Document passage:
*** Block opens ***

I have rudimentary knowledge of evolution, and biology in general, so bear with me if this question is a bit naive.

Let's say we have a particular trait, like highly sensitive peripheral vision. There are two ways to go about explaining how this came about:

One is to say that evolution selected for it over time, because animals with a poor sensitivity to peripheral activity could easily become prey. So there is an advantage to having sensitive peripheral vision, and such a trait is adaptive. The picture I have in my mind is of an assembly line where there are randomly wired visual cortices and the best ones get selected for automatically. This seems to be the view of the field of evolutionary algorithms, at least to my mind.

Now, if we focus on the random nature of the wiring, we might see that there is an explosion of possibilities in terms of how the visual system can be wired together. After all, evolution is blind, and it doesn't know beforehand which physical signals are of interest.

I'm trying to think of a more plausible mechanistic explanation. Suppose we assume that given certain reliable properties of the physical world, like permanence of objects for example, evolution has found the optimal way to wire the visual cortex so that peripheral vision (and a host of other good-to-have features) is a natural outcome, then it would give us more focus in what environmental features and algorithms to look for. This can also be thought of as the idea that evolution, over time, has come to assume that certain things in the physical world will be a given and exploits these. (For example, objects in the peripheral areas of vision will tend to have different perceived velocities, so perhaps normalizing velocities across the field of vision automatically results in a need for higher sensitivity in that region. It just so happens that this could also be useful in detecting predators).

*** Block closes ***

Supplied data:
*** Block opens ***

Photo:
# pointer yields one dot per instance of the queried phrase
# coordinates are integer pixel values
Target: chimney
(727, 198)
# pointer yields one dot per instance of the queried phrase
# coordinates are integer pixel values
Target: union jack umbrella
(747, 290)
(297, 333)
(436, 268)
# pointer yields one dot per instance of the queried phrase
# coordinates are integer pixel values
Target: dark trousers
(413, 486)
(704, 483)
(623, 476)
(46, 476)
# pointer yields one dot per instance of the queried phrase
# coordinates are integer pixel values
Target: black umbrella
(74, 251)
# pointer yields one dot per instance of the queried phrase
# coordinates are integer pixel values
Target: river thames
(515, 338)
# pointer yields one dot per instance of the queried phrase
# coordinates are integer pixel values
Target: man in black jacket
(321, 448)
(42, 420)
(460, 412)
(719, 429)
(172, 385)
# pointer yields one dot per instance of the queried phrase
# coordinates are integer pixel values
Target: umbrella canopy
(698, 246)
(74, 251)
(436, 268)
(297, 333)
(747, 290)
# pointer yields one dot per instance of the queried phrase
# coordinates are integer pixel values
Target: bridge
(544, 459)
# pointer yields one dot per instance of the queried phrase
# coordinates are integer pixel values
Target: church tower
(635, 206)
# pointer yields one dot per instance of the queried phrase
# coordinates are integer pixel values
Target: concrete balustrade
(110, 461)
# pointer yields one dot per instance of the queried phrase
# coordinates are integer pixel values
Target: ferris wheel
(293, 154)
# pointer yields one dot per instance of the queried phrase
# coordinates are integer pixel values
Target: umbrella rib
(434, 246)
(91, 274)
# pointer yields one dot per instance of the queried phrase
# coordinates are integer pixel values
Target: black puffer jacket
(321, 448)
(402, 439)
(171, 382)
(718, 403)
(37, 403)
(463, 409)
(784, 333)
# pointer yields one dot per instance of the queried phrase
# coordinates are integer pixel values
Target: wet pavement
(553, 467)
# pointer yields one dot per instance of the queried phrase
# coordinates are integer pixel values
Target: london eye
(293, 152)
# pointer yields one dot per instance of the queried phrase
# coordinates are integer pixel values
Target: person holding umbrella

*** Block closes ***

Problems to work on:
(A) In the post on evolution and peripheral vision, what picture does the writer have in mind for how selection works?
(B) Reproduce verbatim the stretch of the post on evolution and peripheral vision from "Now, if we focus" through "are of interest.".
(C) Write the next part of the post on evolution and peripheral vision, starting after its final sentence.
The entries come from a different source than the post on evolution and peripheral vision.

Task-by-task outputs:
(A) An assembly line that turns out randomly wired visual cortices, with the best ones selected automatically.

(B)
Now, if we focus on the random nature of the wiring, we might see that there is an explosion of possibilities in terms of how the visual system can be wired together. After all, evolution is blind, and it doesn't know beforehand which physical signals are of interest.

(C)
My question then is, is my assumption in the above paragraph valid? (Of course, the question then gets shifted to "Why normalize velocities across the visual field in the first place?").

  • $\begingroup$ I'm not sure that I fully understand the question, so I'm not answering. However the idea that adaptive evolution proceeds from a set of randomly wired visual cortices seems to me to be a wrong assumption - rather at each stage it starts from an already partially optimised wiring, with smallish changes offering some selective advantage. I think this resembles your more plausible explanation, but as I say, I'm not sure that I fully understand. $\endgroup$ – Alan Boyd Feb 14 '14 at 9:53
  • $\begingroup$ What is your assumption, I don't fully understand. You assume that given some properties of the world, evolution selects for the most optimal solution (for a given living thing to increase its reproductive success). Is this your assumption? $\endgroup$ – Remi.b Feb 14 '14 at 9:57
  • $\begingroup$ @Remi.b: My assumption, stated more simply, is a sort of "maximum efficiency hypothesis". That is, that evolution assumes the environment to be a certain way, and codes this into the developmental program, and therefore implicit in the developmental program are certain invariant features of the world, which the program uses to develop the brain fully. I think my question is more about developmental biology than it is about evolution. $\endgroup$ – Joebevo Feb 14 '14 at 11:11
  • $\begingroup$ @Joebevo See my update. let me know if it starts to answer your question! Sorry if I use some technical words that you don't know but their meaning are easily understandable from wiki articles. You might already know the concept of fitness landscape from computer science and genetic algorithm. $\endgroup$ – Remi.b Feb 14 '14 at 11:57
  • $\begingroup$ I recommend looking at Hoffman's interface theory of perception to help you explore some of the assumptions you are implicitly making in your question. Also, just because a fitness peak exists, doesn't mean you'll get there (for any reasonable notion of getting there). $\endgroup$ – Artem Kaznatcheev Feb 15 '14 at 14:20

I don't fully understand your question. I hope the following will help a bit.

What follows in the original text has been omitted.